> _WORK REQUIRED_
Gather every line of the records below that contains the string "with", copying each such line in full.

> _INPUT FOR THIS TASK_

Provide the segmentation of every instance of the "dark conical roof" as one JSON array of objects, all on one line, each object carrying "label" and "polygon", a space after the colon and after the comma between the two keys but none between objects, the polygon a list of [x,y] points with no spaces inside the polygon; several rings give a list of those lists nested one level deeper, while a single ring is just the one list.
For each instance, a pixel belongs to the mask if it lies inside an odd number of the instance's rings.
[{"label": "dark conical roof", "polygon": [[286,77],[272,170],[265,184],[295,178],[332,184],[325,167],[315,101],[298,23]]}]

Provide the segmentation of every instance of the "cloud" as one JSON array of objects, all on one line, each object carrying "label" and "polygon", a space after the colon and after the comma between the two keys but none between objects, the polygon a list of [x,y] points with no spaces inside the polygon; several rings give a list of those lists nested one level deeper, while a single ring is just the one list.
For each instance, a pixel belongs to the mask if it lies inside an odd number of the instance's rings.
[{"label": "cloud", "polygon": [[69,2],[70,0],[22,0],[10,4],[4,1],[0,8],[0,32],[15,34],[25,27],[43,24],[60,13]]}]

---

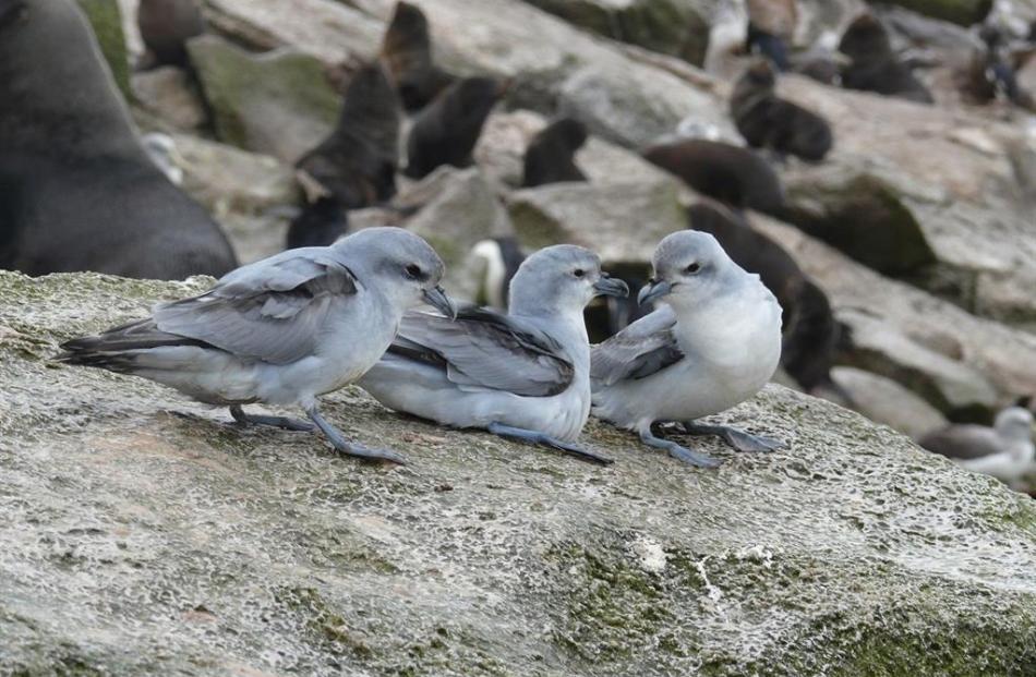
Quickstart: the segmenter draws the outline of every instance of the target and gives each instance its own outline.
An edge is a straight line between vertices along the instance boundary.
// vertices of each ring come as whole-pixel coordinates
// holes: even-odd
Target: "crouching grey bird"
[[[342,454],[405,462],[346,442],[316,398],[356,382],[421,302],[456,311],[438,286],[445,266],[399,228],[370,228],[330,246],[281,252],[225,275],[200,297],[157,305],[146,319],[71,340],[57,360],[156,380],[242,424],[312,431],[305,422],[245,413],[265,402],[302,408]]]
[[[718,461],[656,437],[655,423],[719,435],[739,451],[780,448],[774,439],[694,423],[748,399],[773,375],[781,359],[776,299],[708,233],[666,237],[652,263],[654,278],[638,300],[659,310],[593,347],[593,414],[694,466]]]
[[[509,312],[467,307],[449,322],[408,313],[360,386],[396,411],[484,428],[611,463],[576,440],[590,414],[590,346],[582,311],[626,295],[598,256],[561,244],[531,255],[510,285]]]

> _ANSWER_
Provide the segmentation of every instance of the "dark conical roof" as one JSON array of objects, all on one line, each object carrying "label" and "polygon", a space after the colon and after the comma between the two keys but none between objects, the polygon a list of [x,y] points with no spaces inside the polygon; several rings give a list of those lists nested one level deeper, while a single ring is just the one list.
Provide the segmentation of every instance of the "cloud" as one JSON array of objects, all on one line, each object carrying "label" and "polygon", a space after the colon and after the comma between the two keys but none between objects, the polygon a list of [x,y] points with no spaces inside the polygon; several rings give a list of those lists nested one level deeper, while a single ring is just the one list.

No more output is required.